(Location identification entries)
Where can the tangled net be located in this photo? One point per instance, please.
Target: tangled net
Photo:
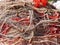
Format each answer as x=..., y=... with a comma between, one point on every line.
x=20, y=21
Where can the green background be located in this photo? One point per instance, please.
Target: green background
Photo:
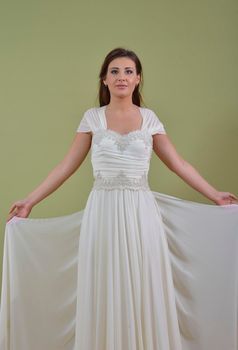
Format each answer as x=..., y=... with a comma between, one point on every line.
x=51, y=53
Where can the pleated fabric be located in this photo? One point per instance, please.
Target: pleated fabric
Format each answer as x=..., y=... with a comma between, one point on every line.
x=134, y=270
x=43, y=259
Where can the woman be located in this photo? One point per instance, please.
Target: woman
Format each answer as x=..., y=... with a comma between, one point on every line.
x=125, y=291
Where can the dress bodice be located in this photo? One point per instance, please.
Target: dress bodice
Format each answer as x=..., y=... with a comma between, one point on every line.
x=120, y=160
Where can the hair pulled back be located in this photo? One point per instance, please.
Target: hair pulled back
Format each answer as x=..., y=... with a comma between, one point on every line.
x=104, y=93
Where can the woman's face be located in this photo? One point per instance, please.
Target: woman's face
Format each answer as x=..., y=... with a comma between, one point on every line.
x=121, y=77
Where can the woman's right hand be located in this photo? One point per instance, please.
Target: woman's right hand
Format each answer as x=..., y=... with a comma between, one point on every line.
x=21, y=208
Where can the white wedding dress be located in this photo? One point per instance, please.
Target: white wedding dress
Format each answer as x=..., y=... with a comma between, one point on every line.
x=134, y=270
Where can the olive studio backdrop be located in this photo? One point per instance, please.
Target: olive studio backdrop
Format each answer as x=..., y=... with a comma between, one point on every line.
x=51, y=52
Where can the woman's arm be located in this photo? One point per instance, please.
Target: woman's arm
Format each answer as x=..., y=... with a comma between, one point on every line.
x=71, y=162
x=166, y=151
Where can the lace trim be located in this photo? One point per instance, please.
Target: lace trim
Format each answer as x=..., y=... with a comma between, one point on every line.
x=122, y=141
x=121, y=181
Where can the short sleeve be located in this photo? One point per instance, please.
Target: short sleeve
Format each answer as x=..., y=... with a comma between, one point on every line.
x=155, y=125
x=84, y=125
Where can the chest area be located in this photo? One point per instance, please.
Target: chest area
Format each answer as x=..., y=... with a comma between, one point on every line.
x=110, y=140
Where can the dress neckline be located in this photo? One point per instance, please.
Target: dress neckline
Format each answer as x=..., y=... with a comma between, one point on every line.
x=118, y=133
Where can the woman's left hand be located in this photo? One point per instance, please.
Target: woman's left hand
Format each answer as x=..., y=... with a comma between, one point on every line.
x=224, y=198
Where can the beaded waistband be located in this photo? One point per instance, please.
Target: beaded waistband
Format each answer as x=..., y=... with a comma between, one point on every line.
x=121, y=181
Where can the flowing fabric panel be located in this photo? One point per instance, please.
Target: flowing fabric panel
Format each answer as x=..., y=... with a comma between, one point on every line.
x=39, y=285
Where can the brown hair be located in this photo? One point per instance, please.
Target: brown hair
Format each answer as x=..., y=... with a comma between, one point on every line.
x=104, y=93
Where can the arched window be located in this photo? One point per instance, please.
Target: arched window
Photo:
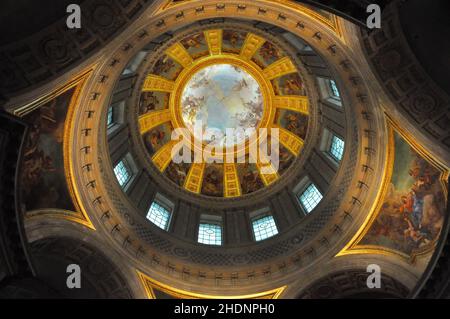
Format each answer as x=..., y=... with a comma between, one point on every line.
x=160, y=213
x=264, y=227
x=210, y=230
x=310, y=197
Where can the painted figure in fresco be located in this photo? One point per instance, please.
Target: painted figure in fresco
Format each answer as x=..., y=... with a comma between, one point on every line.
x=250, y=180
x=232, y=37
x=292, y=85
x=177, y=173
x=148, y=102
x=269, y=52
x=294, y=124
x=156, y=138
x=163, y=65
x=411, y=216
x=194, y=41
x=211, y=183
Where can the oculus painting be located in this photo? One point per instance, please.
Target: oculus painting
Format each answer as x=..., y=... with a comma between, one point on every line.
x=412, y=212
x=219, y=97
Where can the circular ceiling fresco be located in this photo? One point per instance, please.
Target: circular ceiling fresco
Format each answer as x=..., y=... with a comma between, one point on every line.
x=221, y=97
x=234, y=91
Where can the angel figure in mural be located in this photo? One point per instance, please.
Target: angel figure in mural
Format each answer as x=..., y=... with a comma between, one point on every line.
x=269, y=51
x=148, y=103
x=194, y=41
x=232, y=37
x=211, y=183
x=292, y=85
x=163, y=65
x=156, y=138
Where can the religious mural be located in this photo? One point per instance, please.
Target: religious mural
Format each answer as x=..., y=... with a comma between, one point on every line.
x=196, y=45
x=177, y=172
x=213, y=180
x=411, y=216
x=294, y=122
x=222, y=96
x=157, y=137
x=43, y=176
x=290, y=84
x=153, y=101
x=233, y=41
x=249, y=176
x=167, y=68
x=267, y=54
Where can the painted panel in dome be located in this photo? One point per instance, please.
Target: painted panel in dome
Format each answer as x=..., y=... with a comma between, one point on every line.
x=177, y=173
x=267, y=54
x=213, y=180
x=220, y=97
x=157, y=137
x=233, y=41
x=412, y=211
x=249, y=176
x=153, y=101
x=196, y=45
x=294, y=122
x=43, y=177
x=167, y=68
x=290, y=84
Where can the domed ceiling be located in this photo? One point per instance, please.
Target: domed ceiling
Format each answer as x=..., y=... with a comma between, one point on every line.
x=220, y=91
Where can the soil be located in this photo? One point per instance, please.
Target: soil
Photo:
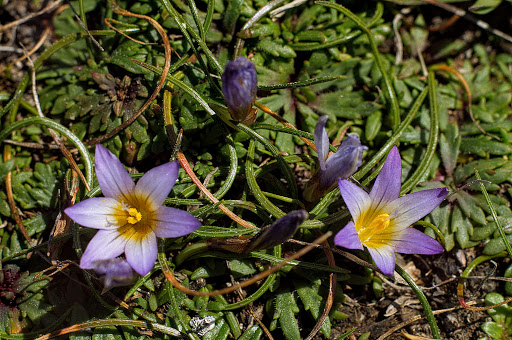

The exercise:
Reproduce the rows from the line with "Where can the hair" up to and including the line with "x=166, y=151", keeping the requests as they are but scaling every coordinate in the answers by 0.35 and rounding each result to a whole number, with halves rounded up. Give only those lines.

Response to this exercise:
Where can the hair pulled back be located in this photo? One point per instance, please.
Target: hair pulled back
Format each answer as x=..., y=... with a comma between, one point on every line.
x=36, y=33
Where can the woman's face be located in this photo? One point per instance, please.
Target: woman's face
Format each answer as x=..., y=... with a comma between, one point on every line.
x=42, y=27
Where can the woman's right hand be located in this photo? One point per instance, please.
Target: woman's right hand
Format each answer as x=..., y=... with a comma between, one point on every line.
x=7, y=73
Where can the white wedding dress be located in this photo? One point per instance, please.
Target: white wedding dress
Format each answer as x=..., y=... with a comma between, one point on every line.
x=47, y=95
Where can the olive studio backdrop be located in this photo? One point per instance, please.
Target: olive studio backdrop
Format each answer as x=..., y=... with a comma between, one point on every line.
x=18, y=18
Where can the woman's arm be located in this photo? One point per instance, please.
Target: woman's arm
Format each answer as x=..., y=... with a comma between, one point on every line.
x=25, y=57
x=58, y=53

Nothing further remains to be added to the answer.